How to Get Your PHP Pages Indexed on Google

Part 1 of the SEO for PHP Series

Finally, an article that will explain the problem and answer the question that has perplexed and eluded web developers and SEO experts for years. The question: How do I get my PHP pages indexed on Google and other search engines?

The Myth Exposed

First, I need to point out that there has always been a myth surrounding Google’s indexing (or non-indexing) of PHP pages, specifically dynamically generated pages. I suppose my mysterious title to this entry doesn’t help the matter, because Google is easily able to index both dynamically generated PHP pages and PHP pages with dynamically generated content (read further down for an explanation). There are some good practices that webmasters should follow to make sure their site’s pages are clearly readable, but there’s not really a big mystery. I’ll explain in later posts in this series how you can make your PHP site Google ready. In the mean time, Google (as always) is smart enough to sort through most of the garbage that people sometimes post to the web. So why write an article you ask? Because there are so many people who still believe this myth, and it’s about time someone pointed out that Google has already set the record straight.

It’s easy to see how such a myth could be perpetuated over time. Google did have an excerpt from their Webmaster Guide back in 2006 that said Google had a more difficult time indexing pages with a query string in the URL (for those of you not familiar with URL parts, read this entry by Google’s Matt Cutts). Google once warned:

“Don’t use “&id=” as a parameter in your URLs, as we don’t include these pages in our index.”

- Short task A
Collect every line in the entries below that contains the string "shadow".

- Record extracts
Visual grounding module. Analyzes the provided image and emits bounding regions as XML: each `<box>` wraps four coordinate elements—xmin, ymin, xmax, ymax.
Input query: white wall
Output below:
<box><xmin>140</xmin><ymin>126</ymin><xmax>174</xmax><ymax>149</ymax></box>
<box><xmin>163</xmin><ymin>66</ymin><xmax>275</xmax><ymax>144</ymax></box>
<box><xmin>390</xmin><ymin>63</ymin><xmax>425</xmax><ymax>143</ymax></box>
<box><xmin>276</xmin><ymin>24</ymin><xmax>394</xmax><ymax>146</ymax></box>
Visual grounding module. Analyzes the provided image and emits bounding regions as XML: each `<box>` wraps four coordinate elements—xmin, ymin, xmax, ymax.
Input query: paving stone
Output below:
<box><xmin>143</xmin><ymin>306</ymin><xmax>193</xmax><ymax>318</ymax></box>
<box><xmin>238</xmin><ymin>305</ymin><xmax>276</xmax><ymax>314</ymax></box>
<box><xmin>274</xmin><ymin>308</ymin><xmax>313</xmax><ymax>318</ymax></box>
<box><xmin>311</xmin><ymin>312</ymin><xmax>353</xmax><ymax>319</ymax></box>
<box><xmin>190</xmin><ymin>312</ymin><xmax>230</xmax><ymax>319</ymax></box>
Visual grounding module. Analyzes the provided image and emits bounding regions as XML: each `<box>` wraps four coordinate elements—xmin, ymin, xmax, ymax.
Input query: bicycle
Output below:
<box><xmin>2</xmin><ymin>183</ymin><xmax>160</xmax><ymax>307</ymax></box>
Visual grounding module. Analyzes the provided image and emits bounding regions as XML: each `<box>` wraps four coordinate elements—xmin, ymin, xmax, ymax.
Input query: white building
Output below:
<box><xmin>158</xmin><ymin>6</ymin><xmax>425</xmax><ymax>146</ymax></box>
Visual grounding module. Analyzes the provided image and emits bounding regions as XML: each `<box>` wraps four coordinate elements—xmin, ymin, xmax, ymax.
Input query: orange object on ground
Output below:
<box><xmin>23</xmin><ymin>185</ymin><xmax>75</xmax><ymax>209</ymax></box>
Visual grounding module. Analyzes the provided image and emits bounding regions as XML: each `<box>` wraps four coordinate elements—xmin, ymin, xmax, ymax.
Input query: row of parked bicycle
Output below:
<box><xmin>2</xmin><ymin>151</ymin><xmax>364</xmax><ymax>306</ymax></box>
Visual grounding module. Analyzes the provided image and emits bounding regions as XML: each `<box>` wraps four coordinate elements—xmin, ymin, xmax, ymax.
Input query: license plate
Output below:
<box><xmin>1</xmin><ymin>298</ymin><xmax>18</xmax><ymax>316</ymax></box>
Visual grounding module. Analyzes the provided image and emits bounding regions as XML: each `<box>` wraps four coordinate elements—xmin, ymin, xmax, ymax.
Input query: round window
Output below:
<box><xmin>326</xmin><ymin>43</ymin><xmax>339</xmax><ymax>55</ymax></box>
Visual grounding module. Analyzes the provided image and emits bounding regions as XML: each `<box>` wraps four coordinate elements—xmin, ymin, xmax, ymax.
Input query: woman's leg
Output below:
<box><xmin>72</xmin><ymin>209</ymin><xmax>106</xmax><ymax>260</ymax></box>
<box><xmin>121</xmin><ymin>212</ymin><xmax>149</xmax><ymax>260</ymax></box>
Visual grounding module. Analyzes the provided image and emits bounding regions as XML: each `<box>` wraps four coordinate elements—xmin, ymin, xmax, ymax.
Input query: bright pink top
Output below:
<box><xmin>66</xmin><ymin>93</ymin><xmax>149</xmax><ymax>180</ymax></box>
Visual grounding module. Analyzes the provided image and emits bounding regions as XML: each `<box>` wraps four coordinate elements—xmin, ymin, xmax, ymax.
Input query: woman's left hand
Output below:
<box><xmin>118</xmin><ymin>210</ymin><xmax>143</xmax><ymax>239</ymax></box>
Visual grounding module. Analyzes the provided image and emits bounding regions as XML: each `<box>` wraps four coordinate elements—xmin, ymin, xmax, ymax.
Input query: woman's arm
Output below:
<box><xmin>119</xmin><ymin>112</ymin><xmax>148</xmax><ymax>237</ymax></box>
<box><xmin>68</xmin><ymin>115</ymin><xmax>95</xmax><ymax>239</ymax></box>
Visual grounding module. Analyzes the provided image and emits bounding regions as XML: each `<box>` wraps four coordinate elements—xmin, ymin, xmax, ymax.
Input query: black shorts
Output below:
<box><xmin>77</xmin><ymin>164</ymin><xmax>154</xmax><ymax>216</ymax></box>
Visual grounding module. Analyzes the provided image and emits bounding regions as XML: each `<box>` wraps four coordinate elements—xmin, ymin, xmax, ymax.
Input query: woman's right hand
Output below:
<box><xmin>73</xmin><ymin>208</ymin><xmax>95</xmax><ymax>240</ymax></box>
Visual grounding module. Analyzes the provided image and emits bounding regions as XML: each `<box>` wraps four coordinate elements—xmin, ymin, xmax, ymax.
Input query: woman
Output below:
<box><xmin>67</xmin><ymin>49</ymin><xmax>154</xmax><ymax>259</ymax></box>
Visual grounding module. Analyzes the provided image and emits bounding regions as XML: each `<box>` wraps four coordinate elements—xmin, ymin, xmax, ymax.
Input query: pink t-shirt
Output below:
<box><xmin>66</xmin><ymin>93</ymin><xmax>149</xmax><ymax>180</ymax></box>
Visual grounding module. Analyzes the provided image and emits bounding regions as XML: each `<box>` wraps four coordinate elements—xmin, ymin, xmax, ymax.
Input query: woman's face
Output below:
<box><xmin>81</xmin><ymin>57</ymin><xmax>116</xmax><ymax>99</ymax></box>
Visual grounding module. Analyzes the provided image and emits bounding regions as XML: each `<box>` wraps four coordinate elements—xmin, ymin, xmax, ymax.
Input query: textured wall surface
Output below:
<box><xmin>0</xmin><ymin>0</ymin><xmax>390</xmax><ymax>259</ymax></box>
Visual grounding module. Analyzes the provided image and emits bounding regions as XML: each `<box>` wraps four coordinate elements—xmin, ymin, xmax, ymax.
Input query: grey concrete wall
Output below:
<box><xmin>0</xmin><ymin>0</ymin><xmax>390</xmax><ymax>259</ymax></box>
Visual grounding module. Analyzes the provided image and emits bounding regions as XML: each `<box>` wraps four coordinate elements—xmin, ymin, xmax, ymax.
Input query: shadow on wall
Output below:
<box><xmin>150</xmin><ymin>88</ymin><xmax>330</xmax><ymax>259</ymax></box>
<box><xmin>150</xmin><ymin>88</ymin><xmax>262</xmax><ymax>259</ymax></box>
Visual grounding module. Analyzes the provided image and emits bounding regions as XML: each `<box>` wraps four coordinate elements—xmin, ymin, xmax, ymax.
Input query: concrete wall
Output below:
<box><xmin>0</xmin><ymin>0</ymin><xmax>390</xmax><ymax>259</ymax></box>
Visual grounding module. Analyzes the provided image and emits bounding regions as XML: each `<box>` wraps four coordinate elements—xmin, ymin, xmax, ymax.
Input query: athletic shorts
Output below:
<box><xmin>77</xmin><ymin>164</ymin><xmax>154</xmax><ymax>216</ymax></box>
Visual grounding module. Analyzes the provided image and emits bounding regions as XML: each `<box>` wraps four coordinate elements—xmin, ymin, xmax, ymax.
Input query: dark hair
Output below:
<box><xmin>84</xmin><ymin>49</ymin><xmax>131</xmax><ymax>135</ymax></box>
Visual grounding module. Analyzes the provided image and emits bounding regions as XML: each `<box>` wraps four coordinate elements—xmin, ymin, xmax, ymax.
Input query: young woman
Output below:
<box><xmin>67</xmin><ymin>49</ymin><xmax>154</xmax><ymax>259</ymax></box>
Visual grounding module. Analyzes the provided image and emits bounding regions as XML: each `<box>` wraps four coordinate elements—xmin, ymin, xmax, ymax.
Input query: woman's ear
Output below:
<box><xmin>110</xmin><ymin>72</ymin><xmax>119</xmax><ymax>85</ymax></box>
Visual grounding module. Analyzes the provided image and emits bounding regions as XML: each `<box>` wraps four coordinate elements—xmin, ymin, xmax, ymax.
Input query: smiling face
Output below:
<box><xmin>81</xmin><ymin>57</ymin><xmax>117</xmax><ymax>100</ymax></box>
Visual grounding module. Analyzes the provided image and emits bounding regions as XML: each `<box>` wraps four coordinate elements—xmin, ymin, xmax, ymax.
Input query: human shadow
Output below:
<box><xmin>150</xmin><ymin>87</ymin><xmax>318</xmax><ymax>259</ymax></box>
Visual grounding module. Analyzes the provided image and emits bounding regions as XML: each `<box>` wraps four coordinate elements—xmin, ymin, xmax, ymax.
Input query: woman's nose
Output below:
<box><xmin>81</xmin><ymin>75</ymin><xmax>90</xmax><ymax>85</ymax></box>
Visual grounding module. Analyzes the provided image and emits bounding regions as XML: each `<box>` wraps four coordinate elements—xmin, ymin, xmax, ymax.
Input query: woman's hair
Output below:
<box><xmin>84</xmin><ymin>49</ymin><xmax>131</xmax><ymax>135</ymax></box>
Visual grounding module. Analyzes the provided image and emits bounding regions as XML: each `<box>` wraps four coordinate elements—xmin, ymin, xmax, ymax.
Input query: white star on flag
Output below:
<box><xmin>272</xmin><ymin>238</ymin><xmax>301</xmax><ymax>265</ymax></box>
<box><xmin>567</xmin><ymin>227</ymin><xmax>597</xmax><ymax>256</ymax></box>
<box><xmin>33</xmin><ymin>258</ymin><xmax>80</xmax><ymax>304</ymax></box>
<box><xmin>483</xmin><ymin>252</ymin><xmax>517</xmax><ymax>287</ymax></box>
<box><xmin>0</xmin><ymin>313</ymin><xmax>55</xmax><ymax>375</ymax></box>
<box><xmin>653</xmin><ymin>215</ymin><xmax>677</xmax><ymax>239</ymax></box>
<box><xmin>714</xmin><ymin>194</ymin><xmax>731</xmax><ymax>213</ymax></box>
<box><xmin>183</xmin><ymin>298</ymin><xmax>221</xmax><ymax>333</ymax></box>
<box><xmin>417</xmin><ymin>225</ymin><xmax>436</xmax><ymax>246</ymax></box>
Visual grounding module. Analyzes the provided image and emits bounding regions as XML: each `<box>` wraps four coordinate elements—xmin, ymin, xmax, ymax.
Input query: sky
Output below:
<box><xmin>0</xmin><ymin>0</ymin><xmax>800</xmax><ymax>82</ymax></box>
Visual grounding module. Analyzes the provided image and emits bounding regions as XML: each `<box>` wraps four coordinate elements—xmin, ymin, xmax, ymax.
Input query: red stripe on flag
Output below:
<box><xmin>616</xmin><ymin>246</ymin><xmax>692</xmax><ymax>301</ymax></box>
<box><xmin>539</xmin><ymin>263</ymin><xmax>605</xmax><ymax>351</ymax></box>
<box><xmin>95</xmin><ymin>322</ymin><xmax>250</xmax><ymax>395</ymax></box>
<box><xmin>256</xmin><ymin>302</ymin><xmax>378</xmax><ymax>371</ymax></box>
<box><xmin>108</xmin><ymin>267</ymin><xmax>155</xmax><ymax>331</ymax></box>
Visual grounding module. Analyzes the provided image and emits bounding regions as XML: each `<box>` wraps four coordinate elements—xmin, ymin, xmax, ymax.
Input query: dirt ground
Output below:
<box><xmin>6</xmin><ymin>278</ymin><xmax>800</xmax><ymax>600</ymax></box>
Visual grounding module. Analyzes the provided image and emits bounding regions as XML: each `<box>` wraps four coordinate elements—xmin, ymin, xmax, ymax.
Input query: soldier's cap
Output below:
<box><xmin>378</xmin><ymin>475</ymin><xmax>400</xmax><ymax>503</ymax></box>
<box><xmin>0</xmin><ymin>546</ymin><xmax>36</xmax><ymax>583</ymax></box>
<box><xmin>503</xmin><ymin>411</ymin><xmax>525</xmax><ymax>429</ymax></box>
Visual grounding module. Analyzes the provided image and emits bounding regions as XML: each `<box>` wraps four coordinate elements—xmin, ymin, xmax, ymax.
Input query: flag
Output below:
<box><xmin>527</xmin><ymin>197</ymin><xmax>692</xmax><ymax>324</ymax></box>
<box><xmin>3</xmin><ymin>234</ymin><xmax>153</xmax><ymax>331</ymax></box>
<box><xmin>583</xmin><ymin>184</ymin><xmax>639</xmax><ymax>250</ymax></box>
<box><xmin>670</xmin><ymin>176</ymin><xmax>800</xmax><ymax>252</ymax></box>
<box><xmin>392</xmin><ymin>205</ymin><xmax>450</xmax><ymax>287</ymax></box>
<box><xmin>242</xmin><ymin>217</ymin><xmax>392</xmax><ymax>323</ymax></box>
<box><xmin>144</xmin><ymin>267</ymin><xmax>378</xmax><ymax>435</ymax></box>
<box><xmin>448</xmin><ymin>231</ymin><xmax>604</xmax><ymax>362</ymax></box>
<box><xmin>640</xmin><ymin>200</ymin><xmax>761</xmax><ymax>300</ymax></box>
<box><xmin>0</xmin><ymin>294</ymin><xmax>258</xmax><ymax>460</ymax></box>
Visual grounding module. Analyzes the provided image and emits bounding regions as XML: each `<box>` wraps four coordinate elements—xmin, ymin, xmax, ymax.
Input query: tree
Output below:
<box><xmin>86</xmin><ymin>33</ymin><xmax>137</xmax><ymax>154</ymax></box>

- Short task B
In the article on getting PHP pages indexed on Google, which URL parameter did Google once warn against using?

- Answer A
Input query: shadow on wall
Input query: human shadow

- Answer B
"&id="